### CONSIGNE DE TRAVAIL
Recopiez s'il vous plaît, sans rien y changer, le passage de l'extrait sur la pédagogie qui commence par « Internet est souvent » et se poursuit jusqu'à « poursuit sa mutation. » inclus.

### EXTRAIT FOURNI
☆ ☆ ☆
Tous ces signaux et ces matières qui s'échangent sont démultipliés quand plusieurs humains sont en présence les uns des autres. Le nombre de combinaisons possibles des manières d'échanger croit de façon exponentielle, ce qui fait de la communication un infini de rencontres possibles, et de la pédagogie un art plein de nuances en perpétuelle exploration.
Les pédagogues contemporains puisent aux sciences de la vie, on se souvient du rapport de François Taddei de 2009, des travaux de Varela sur l'énaction. Ces chercheurs nous rappellent l'interaction continue du cerveau et de l'environnement et l'immense plasticité du cerveau. Il s'impose à nous le fait qu'un changement d'angle de notre regard sur le monde en fait évoluer la signification.
Cette friction opère par le jeu de la main, de l'œil, de l'objet manipulé et du cerveau. Le cycle d'interaction est aujourd'hui enrichi de nouvelles données lumineuses inter médiée par une variété d'écrans (ordinateurs, moniteurs, tablette, téléphones).
Internet est souvent mis en avant pour sa capacité de mettre en relation des individus ou des idées distantes, de faciliter des accès à des informations rares, d'autoriser des partages ou des collaborations. Mais ce qu'il convient d'analyser comme un écosystème d'apprentissage poursuit sa mutation.
Du connexionisme, internet nous fait passer au connectivisme.
☆ ☆ ☆
### DONNÉES PRÉSENTÉES
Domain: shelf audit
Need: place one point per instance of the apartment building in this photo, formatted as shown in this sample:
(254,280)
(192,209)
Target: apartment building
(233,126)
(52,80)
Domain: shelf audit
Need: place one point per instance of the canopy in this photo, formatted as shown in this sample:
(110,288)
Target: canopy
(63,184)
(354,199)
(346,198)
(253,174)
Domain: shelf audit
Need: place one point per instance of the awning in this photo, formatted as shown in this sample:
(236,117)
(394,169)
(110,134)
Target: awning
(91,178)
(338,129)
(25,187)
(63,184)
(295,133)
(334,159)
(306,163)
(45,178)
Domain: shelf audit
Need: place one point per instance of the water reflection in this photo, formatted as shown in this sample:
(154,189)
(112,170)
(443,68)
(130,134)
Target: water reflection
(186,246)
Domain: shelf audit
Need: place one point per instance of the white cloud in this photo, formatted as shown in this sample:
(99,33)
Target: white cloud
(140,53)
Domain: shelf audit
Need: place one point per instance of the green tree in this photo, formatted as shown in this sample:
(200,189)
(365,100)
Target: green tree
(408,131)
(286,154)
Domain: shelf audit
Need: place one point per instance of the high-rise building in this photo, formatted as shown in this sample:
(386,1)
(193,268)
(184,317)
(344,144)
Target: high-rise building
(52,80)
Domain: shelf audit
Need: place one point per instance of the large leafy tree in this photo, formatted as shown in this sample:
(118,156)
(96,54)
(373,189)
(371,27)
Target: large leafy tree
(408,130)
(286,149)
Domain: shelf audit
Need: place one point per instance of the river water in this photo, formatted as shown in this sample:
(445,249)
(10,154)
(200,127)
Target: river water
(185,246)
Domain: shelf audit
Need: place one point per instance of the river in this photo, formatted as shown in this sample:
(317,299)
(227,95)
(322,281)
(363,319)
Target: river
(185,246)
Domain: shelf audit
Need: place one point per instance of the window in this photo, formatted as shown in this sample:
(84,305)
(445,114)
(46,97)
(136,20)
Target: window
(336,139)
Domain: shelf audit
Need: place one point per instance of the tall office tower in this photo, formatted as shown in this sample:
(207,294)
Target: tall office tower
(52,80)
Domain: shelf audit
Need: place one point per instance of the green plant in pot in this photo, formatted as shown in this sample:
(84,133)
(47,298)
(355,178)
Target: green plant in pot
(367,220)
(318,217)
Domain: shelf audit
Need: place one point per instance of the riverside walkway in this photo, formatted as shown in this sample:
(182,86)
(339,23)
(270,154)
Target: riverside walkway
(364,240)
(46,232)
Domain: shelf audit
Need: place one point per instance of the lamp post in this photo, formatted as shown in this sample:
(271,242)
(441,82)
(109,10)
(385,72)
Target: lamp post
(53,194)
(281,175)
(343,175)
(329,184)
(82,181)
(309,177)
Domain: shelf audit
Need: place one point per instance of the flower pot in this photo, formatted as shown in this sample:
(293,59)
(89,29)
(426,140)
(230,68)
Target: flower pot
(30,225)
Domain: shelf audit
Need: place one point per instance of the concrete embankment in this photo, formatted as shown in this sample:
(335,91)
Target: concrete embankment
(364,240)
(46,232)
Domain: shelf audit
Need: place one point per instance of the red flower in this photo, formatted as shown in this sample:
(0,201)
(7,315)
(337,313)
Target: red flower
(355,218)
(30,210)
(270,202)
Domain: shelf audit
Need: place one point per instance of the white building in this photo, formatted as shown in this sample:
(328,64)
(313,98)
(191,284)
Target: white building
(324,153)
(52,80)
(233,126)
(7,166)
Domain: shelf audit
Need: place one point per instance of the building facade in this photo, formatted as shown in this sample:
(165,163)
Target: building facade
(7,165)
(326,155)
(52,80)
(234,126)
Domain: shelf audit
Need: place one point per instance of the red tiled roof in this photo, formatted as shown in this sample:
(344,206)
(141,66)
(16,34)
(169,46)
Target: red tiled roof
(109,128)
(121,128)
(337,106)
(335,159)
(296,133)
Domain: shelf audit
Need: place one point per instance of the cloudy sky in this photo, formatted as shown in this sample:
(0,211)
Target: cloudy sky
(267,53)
☆ ☆ ☆
### CORRIGÉ PROPOSÉ
Internet est souvent mis en avant pour sa capacité de mettre en relation des individus ou des idées distantes, de faciliter des accès à des informations rares, d'autoriser des partages ou des collaborations. Mais ce qu'il convient d'analyser comme un écosystème d'apprentissage poursuit sa mutation.